Rewrite the items below, swapping "flowing white dress" for "long white dress" and leaving everything else unchanged.

==== RECORDS TO PROCESS

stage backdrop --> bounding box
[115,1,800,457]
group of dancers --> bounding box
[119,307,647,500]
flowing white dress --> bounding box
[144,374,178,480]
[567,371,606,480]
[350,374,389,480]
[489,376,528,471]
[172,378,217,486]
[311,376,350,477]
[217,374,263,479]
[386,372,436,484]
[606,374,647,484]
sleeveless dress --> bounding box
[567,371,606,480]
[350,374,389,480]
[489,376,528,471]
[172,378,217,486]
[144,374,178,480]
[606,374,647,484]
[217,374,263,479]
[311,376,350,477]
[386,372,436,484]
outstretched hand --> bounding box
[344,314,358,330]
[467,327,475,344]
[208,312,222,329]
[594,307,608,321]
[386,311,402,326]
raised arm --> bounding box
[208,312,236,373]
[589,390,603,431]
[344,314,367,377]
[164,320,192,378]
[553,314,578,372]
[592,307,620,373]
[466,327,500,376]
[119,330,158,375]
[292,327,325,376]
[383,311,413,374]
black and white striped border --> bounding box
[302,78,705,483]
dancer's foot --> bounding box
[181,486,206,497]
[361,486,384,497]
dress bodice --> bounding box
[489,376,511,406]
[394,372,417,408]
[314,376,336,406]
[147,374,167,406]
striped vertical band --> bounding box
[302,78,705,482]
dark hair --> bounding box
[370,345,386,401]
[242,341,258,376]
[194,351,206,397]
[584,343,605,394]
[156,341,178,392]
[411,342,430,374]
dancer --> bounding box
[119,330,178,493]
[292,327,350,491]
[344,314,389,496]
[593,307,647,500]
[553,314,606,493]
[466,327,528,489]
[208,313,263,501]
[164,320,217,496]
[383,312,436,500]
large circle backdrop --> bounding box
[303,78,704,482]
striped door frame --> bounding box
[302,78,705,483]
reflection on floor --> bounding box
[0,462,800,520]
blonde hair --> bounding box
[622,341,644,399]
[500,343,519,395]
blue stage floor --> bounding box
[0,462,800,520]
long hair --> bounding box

========

REPLY →
stage backdrop --> bounding box
[115,1,800,457]
group of dancers --> bounding box
[119,307,647,500]
long white dress --> bounding box
[144,374,178,480]
[567,371,606,480]
[350,374,389,480]
[489,376,528,471]
[172,378,217,486]
[311,376,350,477]
[217,374,263,479]
[386,372,436,484]
[606,374,647,484]
sleeveless dress --> bounding box
[567,371,606,480]
[350,374,389,480]
[489,376,528,471]
[172,378,217,486]
[144,374,178,480]
[606,374,647,484]
[217,374,263,479]
[311,376,350,477]
[386,372,436,484]
outstretched hand --> bounding box
[344,314,358,330]
[467,327,475,344]
[208,312,222,329]
[594,307,608,321]
[386,311,402,326]
raised arm --> bounding box
[208,312,236,373]
[589,390,603,431]
[344,314,367,377]
[164,320,192,378]
[553,314,578,372]
[592,307,620,373]
[466,327,500,376]
[119,330,158,375]
[292,327,325,376]
[383,311,413,374]
black and white striped border --> bounding box
[302,78,705,483]
dancer's foot --> bounding box
[181,486,206,497]
[361,486,384,497]
dress bodice --> bounding box
[489,376,511,406]
[394,372,417,408]
[314,376,336,406]
[147,374,167,406]
striped vertical band --> bounding box
[302,78,705,482]
dark hair --> bounding box
[370,345,386,401]
[242,341,258,376]
[194,351,206,397]
[584,343,605,394]
[156,341,178,392]
[411,342,430,374]
dancer --> bounding box
[119,330,178,493]
[292,327,350,491]
[344,314,389,496]
[593,307,647,500]
[553,314,606,493]
[466,327,528,489]
[208,313,263,501]
[164,320,217,496]
[383,312,436,500]
large circle backdrop --> bounding box
[303,78,704,482]
striped door frame --> bounding box
[302,78,705,483]
reflection on floor --> bounding box
[0,462,800,520]
blonde hair --> bounding box
[622,341,644,399]
[500,343,519,395]
blue stage floor --> bounding box
[0,462,800,520]
long hair --> bounding box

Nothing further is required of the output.